• [Work request]: Would you print the entire listing exactly, leaving nothing out?
***
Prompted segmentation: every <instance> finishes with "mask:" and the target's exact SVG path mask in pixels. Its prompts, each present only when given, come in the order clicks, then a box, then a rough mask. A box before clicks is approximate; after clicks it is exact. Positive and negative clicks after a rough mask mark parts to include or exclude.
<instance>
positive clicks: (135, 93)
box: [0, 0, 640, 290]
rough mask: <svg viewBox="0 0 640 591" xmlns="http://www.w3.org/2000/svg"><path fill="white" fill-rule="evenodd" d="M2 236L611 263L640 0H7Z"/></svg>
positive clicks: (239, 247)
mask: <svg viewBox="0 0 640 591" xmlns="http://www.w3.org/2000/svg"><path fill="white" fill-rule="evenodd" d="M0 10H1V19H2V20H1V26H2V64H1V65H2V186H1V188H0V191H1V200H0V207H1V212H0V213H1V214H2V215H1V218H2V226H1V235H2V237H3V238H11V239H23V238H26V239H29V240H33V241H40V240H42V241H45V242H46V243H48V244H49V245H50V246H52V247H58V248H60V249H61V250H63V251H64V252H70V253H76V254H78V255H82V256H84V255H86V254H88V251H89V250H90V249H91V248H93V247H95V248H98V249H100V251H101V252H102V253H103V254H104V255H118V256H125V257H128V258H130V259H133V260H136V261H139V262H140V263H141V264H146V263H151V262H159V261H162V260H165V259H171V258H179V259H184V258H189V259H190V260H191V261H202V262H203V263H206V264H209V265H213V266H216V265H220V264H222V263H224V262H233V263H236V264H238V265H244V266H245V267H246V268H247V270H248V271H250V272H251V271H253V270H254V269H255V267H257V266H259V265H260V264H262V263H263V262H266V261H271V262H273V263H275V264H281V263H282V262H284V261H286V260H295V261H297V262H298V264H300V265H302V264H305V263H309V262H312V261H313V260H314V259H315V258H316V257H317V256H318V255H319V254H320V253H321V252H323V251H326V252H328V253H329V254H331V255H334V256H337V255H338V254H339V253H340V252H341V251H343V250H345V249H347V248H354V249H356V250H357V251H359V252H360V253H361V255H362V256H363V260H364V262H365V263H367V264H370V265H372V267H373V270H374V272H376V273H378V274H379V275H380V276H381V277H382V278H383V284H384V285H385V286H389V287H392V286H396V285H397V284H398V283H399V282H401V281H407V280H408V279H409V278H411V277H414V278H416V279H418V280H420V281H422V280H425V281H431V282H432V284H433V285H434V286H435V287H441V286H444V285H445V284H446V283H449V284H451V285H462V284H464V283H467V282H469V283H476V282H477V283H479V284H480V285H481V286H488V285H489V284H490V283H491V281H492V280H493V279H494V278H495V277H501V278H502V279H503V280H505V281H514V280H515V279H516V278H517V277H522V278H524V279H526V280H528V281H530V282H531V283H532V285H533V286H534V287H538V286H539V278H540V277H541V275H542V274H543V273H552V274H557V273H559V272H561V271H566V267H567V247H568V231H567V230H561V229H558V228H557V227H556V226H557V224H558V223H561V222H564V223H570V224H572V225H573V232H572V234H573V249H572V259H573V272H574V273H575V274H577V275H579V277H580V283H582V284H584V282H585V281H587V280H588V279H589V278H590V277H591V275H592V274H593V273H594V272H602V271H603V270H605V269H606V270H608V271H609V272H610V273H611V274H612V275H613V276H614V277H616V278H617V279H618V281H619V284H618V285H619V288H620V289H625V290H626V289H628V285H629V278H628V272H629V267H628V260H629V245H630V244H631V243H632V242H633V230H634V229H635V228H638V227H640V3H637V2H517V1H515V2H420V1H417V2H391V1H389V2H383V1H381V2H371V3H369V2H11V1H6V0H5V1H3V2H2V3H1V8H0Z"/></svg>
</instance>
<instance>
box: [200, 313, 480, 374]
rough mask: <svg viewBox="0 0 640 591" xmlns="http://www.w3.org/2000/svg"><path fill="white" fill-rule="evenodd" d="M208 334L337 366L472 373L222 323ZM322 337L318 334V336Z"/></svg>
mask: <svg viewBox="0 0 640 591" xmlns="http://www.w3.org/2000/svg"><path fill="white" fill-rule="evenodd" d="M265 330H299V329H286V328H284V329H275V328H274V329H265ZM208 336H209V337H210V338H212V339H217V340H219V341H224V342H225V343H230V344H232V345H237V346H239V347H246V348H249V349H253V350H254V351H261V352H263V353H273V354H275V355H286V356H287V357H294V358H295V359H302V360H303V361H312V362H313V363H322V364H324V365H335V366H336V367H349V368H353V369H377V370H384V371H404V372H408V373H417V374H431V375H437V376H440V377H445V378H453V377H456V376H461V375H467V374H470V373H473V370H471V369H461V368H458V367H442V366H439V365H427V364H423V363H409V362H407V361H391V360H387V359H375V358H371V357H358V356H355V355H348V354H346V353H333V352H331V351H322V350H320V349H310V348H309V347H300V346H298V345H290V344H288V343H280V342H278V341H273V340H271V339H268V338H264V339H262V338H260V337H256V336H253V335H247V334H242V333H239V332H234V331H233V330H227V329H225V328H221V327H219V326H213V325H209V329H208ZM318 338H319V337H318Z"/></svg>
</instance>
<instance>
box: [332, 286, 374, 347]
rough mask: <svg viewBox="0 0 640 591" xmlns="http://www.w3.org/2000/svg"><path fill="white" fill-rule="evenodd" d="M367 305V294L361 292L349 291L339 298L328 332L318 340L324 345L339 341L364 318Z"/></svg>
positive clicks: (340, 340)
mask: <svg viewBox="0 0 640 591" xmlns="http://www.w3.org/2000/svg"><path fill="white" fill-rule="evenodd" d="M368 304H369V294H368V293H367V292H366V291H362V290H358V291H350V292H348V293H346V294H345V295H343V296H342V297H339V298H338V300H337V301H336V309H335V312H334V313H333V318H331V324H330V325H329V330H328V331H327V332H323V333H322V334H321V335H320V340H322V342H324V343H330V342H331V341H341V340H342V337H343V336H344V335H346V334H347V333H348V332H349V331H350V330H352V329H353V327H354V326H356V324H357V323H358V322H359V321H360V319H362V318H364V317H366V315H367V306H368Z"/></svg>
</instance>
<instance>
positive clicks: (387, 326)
***
• [Solution for this task]:
Prompted segmentation: every <instance> finishes with "mask:" and the target's exact SVG path mask in pixels. Its prompts, each present only when given, come in the order clicks, then a box, then a rough mask. A box before clicks is approximate; after clicks it is exact. Positive and negative clicks after a rough mask mark parts to include or exclude.
<instance>
positive clicks: (135, 93)
box: [0, 0, 640, 290]
rough mask: <svg viewBox="0 0 640 591" xmlns="http://www.w3.org/2000/svg"><path fill="white" fill-rule="evenodd" d="M2 236L611 263L640 0H7Z"/></svg>
positive clicks: (239, 247)
mask: <svg viewBox="0 0 640 591" xmlns="http://www.w3.org/2000/svg"><path fill="white" fill-rule="evenodd" d="M0 10H1V19H2V20H1V26H2V64H1V65H2V186H1V188H0V191H1V200H0V207H1V212H0V213H1V214H2V215H1V218H2V226H1V235H2V237H3V238H11V239H23V238H26V239H29V240H33V241H40V240H42V241H45V242H46V243H48V244H49V245H50V246H52V247H58V248H60V249H61V250H63V251H64V252H70V253H76V254H78V255H82V256H84V255H86V254H88V251H89V250H90V249H91V248H93V247H95V248H98V249H100V251H101V252H102V253H103V254H104V255H118V256H125V257H128V258H130V259H133V260H136V261H139V262H140V263H141V264H146V263H151V262H159V261H162V260H165V259H171V258H179V259H184V258H189V259H190V260H191V261H202V262H203V263H206V264H209V265H213V266H216V265H220V264H222V263H224V262H233V263H236V264H238V265H244V266H245V267H246V268H247V270H248V271H250V272H251V271H253V270H254V269H255V267H257V266H259V265H260V264H262V263H263V262H266V261H271V262H273V263H275V264H281V263H282V262H284V261H286V260H295V261H297V262H298V264H300V265H302V264H305V263H309V262H312V261H313V260H314V259H315V258H316V257H317V256H318V255H319V254H320V253H321V252H323V251H326V252H328V253H329V254H331V255H334V256H337V255H338V254H339V253H340V252H341V251H343V250H345V249H347V248H354V249H356V250H357V251H359V252H360V253H361V255H362V256H363V260H364V262H365V263H367V264H370V265H372V267H373V270H374V272H376V273H378V274H379V275H380V276H381V277H382V278H383V284H384V285H385V286H389V287H392V286H396V285H397V284H398V283H399V282H401V281H407V280H408V279H409V278H411V277H414V278H416V279H418V280H420V281H422V280H425V281H431V282H432V284H433V285H434V286H435V287H441V286H444V285H445V284H446V283H449V284H451V285H462V284H464V283H467V282H469V283H476V282H477V283H479V284H480V285H481V286H488V285H489V284H490V283H491V281H492V280H493V279H494V278H495V277H501V278H502V279H503V280H505V281H514V280H515V279H516V278H517V277H522V278H524V279H526V280H528V281H530V282H531V283H532V285H533V286H534V287H538V286H539V278H540V277H541V275H542V274H543V273H552V274H557V273H559V272H561V271H566V267H567V247H568V231H567V230H561V229H558V228H557V227H556V226H557V224H558V223H561V222H564V223H570V224H572V225H573V232H572V234H573V249H572V259H573V272H574V273H575V274H577V275H579V277H580V283H582V284H584V282H585V281H587V280H588V279H589V278H590V277H591V275H592V274H593V273H594V272H602V271H603V270H605V269H606V270H608V271H609V272H610V273H611V274H612V275H613V276H614V277H616V278H617V279H618V281H619V284H618V285H619V288H620V289H625V290H626V289H628V285H629V278H628V272H629V267H628V260H629V245H630V244H631V243H632V242H633V230H634V229H635V228H638V227H640V3H637V2H517V1H515V2H420V1H417V2H391V1H389V2H383V1H381V2H371V3H369V2H11V1H6V0H5V1H3V2H2V3H1V8H0Z"/></svg>
</instance>
<instance>
box: [200, 313, 480, 374]
rough mask: <svg viewBox="0 0 640 591" xmlns="http://www.w3.org/2000/svg"><path fill="white" fill-rule="evenodd" d="M208 334L337 366L472 373L222 323ZM322 337L318 334V336Z"/></svg>
mask: <svg viewBox="0 0 640 591" xmlns="http://www.w3.org/2000/svg"><path fill="white" fill-rule="evenodd" d="M265 330H299V329H286V328H284V329H275V328H274V329H265ZM208 336H209V337H210V338H212V339H217V340H219V341H224V342H225V343H230V344H232V345H237V346H239V347H246V348H249V349H253V350H254V351H261V352H263V353H273V354H275V355H286V356H287V357H294V358H295V359H302V360H303V361H312V362H313V363H322V364H324V365H335V366H336V367H349V368H353V369H377V370H384V371H404V372H408V373H417V374H431V375H437V376H440V377H445V378H453V377H456V376H461V375H467V374H470V373H473V370H471V369H461V368H458V367H442V366H439V365H427V364H423V363H409V362H407V361H391V360H387V359H375V358H371V357H358V356H355V355H348V354H346V353H333V352H331V351H322V350H320V349H310V348H309V347H300V346H298V345H290V344H288V343H280V342H278V341H273V340H271V339H268V338H264V339H262V338H260V337H256V336H253V335H247V334H242V333H239V332H234V331H233V330H227V329H225V328H221V327H219V326H213V325H209V329H208ZM318 338H319V337H318Z"/></svg>
</instance>
<instance>
box: [332, 286, 374, 347]
rough mask: <svg viewBox="0 0 640 591" xmlns="http://www.w3.org/2000/svg"><path fill="white" fill-rule="evenodd" d="M367 305V294L361 292L349 291L339 298L328 332L318 340L324 345L339 341L364 318Z"/></svg>
positive clicks: (340, 340)
mask: <svg viewBox="0 0 640 591" xmlns="http://www.w3.org/2000/svg"><path fill="white" fill-rule="evenodd" d="M368 304H369V294H368V293H367V292H366V291H362V290H358V291H350V292H348V293H346V294H345V295H343V296H342V297H339V298H338V300H337V301H336V309H335V312H334V313H333V318H331V324H330V325H329V330H328V331H327V332H323V333H322V334H321V335H320V340H322V342H324V343H330V342H331V341H341V340H342V337H343V336H344V335H346V334H347V333H348V332H349V331H350V330H352V329H353V327H354V326H356V324H357V323H358V322H359V321H360V319H362V318H364V317H366V315H367V306H368Z"/></svg>
</instance>
<instance>
positive clicks: (387, 326)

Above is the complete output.